- **Reading text**:

+-------+

Section 3 – Site Reliability Engineering (SRE) Practices¶

3.1 – Balancing Change, Velocity, and Reliability¶

SLI / SLO / SLA / Error Budget¶

SLI → measures reliability
SLO → target for that measure
Error Budget → tolerance for unreliability (100% - SLO)
SLA → contract with users about SLO (with consequences for breach)

SLI (Service Level Indicator)¶

A quantitative measure of a service’s behavior from the user’s perspective.

SLI Type	Example
Availability	% of HTTP requests returning 2xx (success)
Latency	% of requests served in < 200ms
Error rate	% of requests returning 5xx
Throughput	requests per second
Freshness	% of data updated within 1 hour
Durability	% of data successfully stored and retrieved
Correctness	% of responses with correct data

Good SLI formula:

SLI = good events / valid events × 100%

SLO (Service Level Objective)¶

A target value for an SLI over a compliance period.

SLO: 99.9% availability over a 30-day rolling window
    → allows 43.8 minutes of downtime per month

SLO: 95% of requests served in < 300ms
    → 5% of requests may be slow

SLO: 99.99% availability
    → allows ~4.4 minutes downtime per month

Aspirational vs. achievable SLOs: - Don’t set SLOs tighter than needed — creates toil - Don’t set SLOs looser than users need — erodes trust - Start with current baseline + slight improvement target

Error Budget¶

Error Budget = 100% - SLO target
Example: SLO = 99.9% → Error Budget = 0.1% of 30 days = 43.2 minutes

Burn rate = rate of consuming error budget
  - Burn rate 1 = consuming exactly at budget rate
  - Burn rate 2 = consuming budget 2x faster than allowed
  - Fast burn (> 14.4x) = alert immediately
  - Slow burn (~1x over long window) = alert before budget exhaustion

Error budget policy: - Budget healthy → dev teams free to ship features - Budget 50% consumed → begin reliability focus - Budget 0% (exhausted) → freeze non-critical deployments until next period

SLA (Service Level Agreement)¶

Legal/contractual commitment to users about SLOs
SLA target is always weaker than internal SLO (buffer for incident response)

+-------+

- **Stated goal 1**: State how many lines of the records contain the string "exercise", counting only exact-case matches. Reply with the number alone.
- **Stated goal 2**: Pick up the SRE practices text after its final line and carry it forward.
The text and the records come from separate, unrelated sources.

+-------+

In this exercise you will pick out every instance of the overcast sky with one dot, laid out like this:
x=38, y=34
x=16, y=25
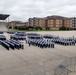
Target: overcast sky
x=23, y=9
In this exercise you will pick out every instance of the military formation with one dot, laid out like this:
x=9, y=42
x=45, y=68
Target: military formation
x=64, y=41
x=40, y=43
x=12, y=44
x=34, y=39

+-------+

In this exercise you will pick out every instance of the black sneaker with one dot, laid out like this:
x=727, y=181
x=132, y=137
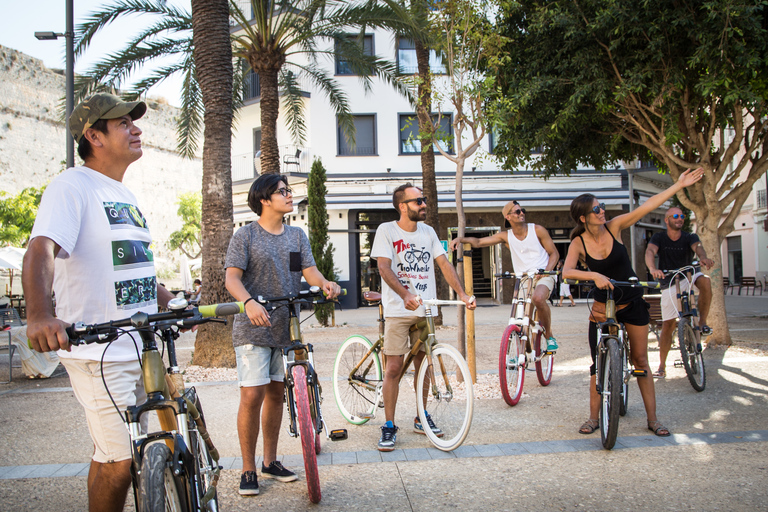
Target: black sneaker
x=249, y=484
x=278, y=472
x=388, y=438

+-------+

- **Answer 1**: 3

- **Answer 2**:
Example: Internal SLO = 99.9%, SLA = 99.5%
SLA breach → financial penalty, credit, etc.

GCP Cloud Monitoring SLO Setup¶

# Create SLO via gcloud (request-based)
gcloud monitoring slos create \
  --service=projects/PROJECT/services/my-service \
  --display-name="Availability SLO 99.9%" \
  --request-based-sli='{
    "goodTotalRatio": {
      "goodServiceFilter": "metric.type=\"loadbalancing.googleapis.com/https/request_count\" metric.labels.response_code_class=\"2xx\"",
      "totalServiceFilter": "metric.type=\"loadbalancing.googleapis.com/https/request_count\""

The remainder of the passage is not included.